== Segment start ==
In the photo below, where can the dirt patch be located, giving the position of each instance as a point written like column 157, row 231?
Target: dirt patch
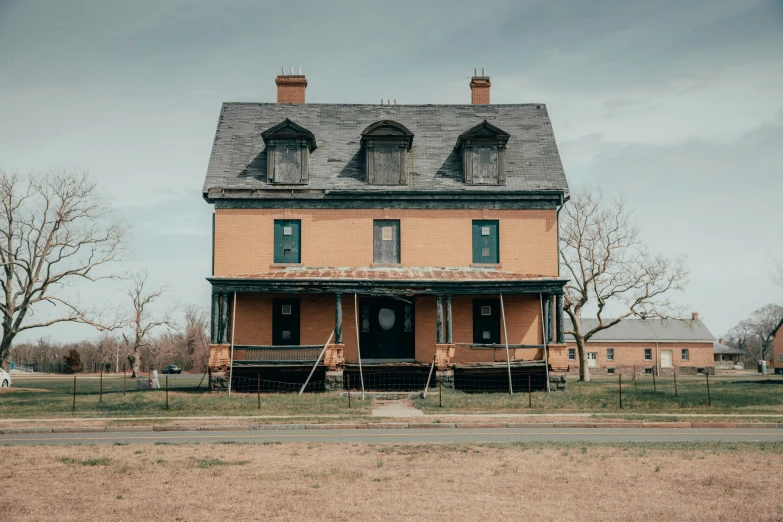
column 393, row 482
column 12, row 390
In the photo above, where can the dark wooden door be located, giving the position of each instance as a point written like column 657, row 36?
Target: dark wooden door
column 486, row 321
column 387, row 329
column 285, row 322
column 386, row 241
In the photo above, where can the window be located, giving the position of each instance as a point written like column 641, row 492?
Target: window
column 483, row 154
column 386, row 144
column 287, row 241
column 285, row 322
column 486, row 321
column 486, row 246
column 288, row 148
column 386, row 241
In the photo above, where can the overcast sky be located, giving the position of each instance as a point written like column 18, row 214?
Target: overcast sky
column 677, row 105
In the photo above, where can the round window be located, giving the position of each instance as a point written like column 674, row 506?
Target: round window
column 386, row 318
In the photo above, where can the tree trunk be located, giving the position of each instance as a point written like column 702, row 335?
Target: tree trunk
column 584, row 371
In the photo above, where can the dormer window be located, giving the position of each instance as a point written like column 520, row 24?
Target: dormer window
column 386, row 144
column 288, row 148
column 483, row 150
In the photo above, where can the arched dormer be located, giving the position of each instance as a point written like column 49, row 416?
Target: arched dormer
column 483, row 150
column 386, row 144
column 288, row 148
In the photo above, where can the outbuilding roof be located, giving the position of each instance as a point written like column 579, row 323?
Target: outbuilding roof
column 648, row 330
column 238, row 159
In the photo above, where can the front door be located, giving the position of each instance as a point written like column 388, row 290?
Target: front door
column 386, row 328
column 285, row 322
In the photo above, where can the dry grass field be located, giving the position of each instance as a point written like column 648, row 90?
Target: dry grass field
column 393, row 482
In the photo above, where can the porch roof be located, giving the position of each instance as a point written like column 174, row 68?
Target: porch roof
column 402, row 280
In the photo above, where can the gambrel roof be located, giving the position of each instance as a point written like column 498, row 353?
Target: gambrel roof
column 238, row 159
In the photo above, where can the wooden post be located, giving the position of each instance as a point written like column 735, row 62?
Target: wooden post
column 674, row 373
column 439, row 319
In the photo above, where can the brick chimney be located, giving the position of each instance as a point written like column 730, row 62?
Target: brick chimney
column 291, row 87
column 479, row 88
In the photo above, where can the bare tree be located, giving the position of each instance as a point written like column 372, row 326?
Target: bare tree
column 763, row 323
column 143, row 318
column 54, row 230
column 608, row 264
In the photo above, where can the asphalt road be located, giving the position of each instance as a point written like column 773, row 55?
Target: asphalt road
column 406, row 436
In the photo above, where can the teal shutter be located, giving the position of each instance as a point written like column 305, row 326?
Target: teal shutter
column 288, row 241
column 486, row 243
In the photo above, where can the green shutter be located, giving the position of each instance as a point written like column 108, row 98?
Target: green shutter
column 287, row 241
column 486, row 244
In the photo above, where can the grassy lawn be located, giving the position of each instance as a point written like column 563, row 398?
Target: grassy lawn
column 748, row 396
column 306, row 481
column 52, row 397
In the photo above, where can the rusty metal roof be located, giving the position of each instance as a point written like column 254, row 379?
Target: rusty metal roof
column 391, row 274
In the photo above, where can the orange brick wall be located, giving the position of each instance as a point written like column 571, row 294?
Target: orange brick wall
column 777, row 349
column 344, row 238
column 254, row 324
column 632, row 354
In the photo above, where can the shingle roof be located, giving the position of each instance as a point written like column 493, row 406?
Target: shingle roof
column 389, row 274
column 238, row 159
column 648, row 330
column 726, row 350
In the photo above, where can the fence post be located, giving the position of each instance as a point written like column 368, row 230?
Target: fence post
column 674, row 373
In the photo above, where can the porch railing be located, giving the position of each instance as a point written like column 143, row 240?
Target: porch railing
column 276, row 354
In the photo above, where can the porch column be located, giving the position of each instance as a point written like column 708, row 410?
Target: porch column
column 439, row 320
column 224, row 319
column 338, row 318
column 448, row 319
column 559, row 298
column 551, row 318
column 215, row 318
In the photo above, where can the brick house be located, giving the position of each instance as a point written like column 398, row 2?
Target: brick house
column 777, row 349
column 647, row 346
column 400, row 234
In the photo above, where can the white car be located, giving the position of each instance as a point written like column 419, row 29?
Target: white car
column 5, row 379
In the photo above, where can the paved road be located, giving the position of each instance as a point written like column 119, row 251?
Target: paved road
column 406, row 436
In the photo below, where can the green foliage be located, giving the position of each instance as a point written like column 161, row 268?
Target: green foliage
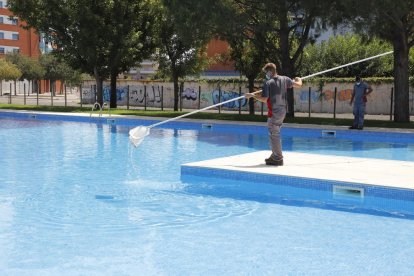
column 182, row 50
column 9, row 71
column 339, row 50
column 30, row 68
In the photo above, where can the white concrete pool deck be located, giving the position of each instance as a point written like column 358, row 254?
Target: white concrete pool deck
column 366, row 171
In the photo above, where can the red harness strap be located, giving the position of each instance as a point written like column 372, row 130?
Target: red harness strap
column 269, row 108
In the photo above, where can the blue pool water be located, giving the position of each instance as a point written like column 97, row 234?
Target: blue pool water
column 77, row 199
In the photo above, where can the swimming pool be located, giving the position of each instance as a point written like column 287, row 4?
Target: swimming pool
column 76, row 199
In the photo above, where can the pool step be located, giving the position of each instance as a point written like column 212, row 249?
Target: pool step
column 344, row 176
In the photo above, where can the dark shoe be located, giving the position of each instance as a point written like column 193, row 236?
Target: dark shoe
column 273, row 162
== Segment end ==
▶ [Exercise brief] What you return should match the entries word for word, pictures aside.

▶ [Answer section]
In the photo below, where can the dirt patch be located, giving the position of each instance as a point written like column 157, row 231?
Target: dirt patch
column 393, row 482
column 12, row 390
In the photo above, where can the dark wooden door be located, giving the position of each instance as a point written like column 657, row 36?
Target: dark wooden door
column 486, row 321
column 387, row 329
column 285, row 322
column 386, row 241
In the photo above, where can the window be located, giving the position of each instance as a point written like column 641, row 492?
Target: window
column 483, row 154
column 386, row 144
column 287, row 241
column 285, row 322
column 486, row 321
column 486, row 246
column 288, row 148
column 386, row 241
In the photo above, where can the overcast sky be located, giving the position of each instance as a point written like column 18, row 214?
Target: overcast sky
column 677, row 105
In the photo above, where can the round window be located, giving the position of each instance as a point written like column 674, row 506?
Target: round window
column 386, row 318
In the photo above, where can the tree trunk be located, giving the position of each instance as a point written like column 702, row 335?
Target: tree trunk
column 584, row 371
In the photo above, where can the dormer window be located, giving the position of each instance as a point written like column 520, row 24?
Target: dormer window
column 386, row 144
column 288, row 148
column 483, row 150
In the photo above, where can the arched dormer be located, giving the position of each instance as a point written like column 49, row 416?
Target: arched dormer
column 483, row 150
column 386, row 144
column 288, row 148
In the photo above, where can the outbuilding roof be located, giving the position of each instance as a point written like column 579, row 323?
Target: outbuilding roof
column 648, row 330
column 238, row 159
In the photo above, where can the front door be located, giving the position of each instance as a point written like column 388, row 290?
Target: front door
column 386, row 328
column 285, row 322
In the photo above, where can the dry grass field be located, giving the position of each instance as a point written like column 648, row 90?
Target: dry grass field
column 393, row 482
In the photo above, where can the porch roof be located, giving the position of each instance as a point written like column 174, row 68?
Target: porch roof
column 402, row 280
In the photo above, where can the gambrel roof be located, giving the position of each instance as a point written like column 498, row 353?
Target: gambrel roof
column 238, row 159
In the photo above, where can the wooden post be located, giving the position of each instance as a point written like column 735, row 62?
Target: wooden post
column 674, row 373
column 439, row 319
In the photo above, where can the brick chimney be located, giving the position of each instance as a point written like column 730, row 62?
Target: brick chimney
column 291, row 87
column 479, row 88
In the photo above, where can the bare tree be located, giving the position of each instance as a point written like column 372, row 326?
Target: bare tree
column 763, row 323
column 143, row 318
column 54, row 230
column 608, row 264
In the photo above, where can the asphalt road be located, giving the position of each instance as a point written like column 773, row 55?
Target: asphalt road
column 406, row 436
In the photo above, where can the teal shutter be located, giving the position of each instance as a point written like column 305, row 326?
Target: teal shutter
column 288, row 241
column 486, row 243
In the photo above, where can the green shutter be located, giving the position of each instance as a point written like column 108, row 98?
Target: green shutter
column 287, row 241
column 486, row 244
In the photo above, where can the grassy lawn be located, giving the position of each instance as a point written like column 563, row 398?
Target: grassy lawn
column 748, row 396
column 306, row 481
column 52, row 397
In the photo above, where can the rusty metal roof be located, giving the position of each instance as a point written like column 254, row 379?
Target: rusty metal roof
column 391, row 274
In the photo above, where can the orange brick wall be located, giving the position of each instance as a point written like column 571, row 294?
Target: orange brick wall
column 777, row 349
column 344, row 238
column 254, row 324
column 632, row 354
In the photo above, where can the shingle roof be located, giving the position of each instance as a point written like column 493, row 406?
Target: shingle roof
column 389, row 274
column 238, row 159
column 648, row 330
column 726, row 350
In the photo above, where can the fence post be located, giving the position of each instance as a point written like column 368, row 230?
Target: fence post
column 674, row 373
In the photo above, where can the porch railing be located, giving the position of each instance as a point written like column 143, row 240?
Target: porch railing
column 276, row 354
In the photo above, where can the porch column be located, giving the position of each instance as a point written like column 708, row 410?
Target: porch column
column 439, row 320
column 224, row 319
column 338, row 318
column 448, row 319
column 559, row 298
column 551, row 318
column 215, row 318
In the photo above, where can the brick house be located, giving the position of each instance as a point written like column 398, row 2?
Target: brick house
column 777, row 349
column 647, row 346
column 400, row 234
In the photo above, where can the white car be located, giving the position of each instance as a point written like column 419, row 29?
Target: white car
column 5, row 379
In the photo above, where can the paved road be located, giving the position of each instance as a point written like column 119, row 251?
Target: paved road
column 406, row 436
In the photo below, where can the green foliage be located, giving the position of each instance as a point written like column 161, row 268?
Target: green foliage
column 182, row 50
column 9, row 71
column 339, row 50
column 30, row 68
In the photo above, where can the white concrete pool deck be located, giving the position of each instance as a point written like column 358, row 254?
Target: white concrete pool deck
column 366, row 171
In the photo above, where can the red harness strap be located, giving the position of each instance as a point written like column 372, row 130?
Target: red harness strap
column 269, row 108
In the photo above, where can the blue pool water be located, giving the position of each instance as a point written like column 97, row 234?
Target: blue pool water
column 77, row 199
In the photo above, where can the swimming pool be located, giving the position of each instance as a point written like column 287, row 4?
Target: swimming pool
column 76, row 199
In the photo above, where can the pool step be located, giving the position of each instance as a point written like column 212, row 249?
Target: pool step
column 344, row 176
In the photo above, where can the dark shoe be located, giving the position of each instance as a point written like column 193, row 236?
Target: dark shoe
column 273, row 162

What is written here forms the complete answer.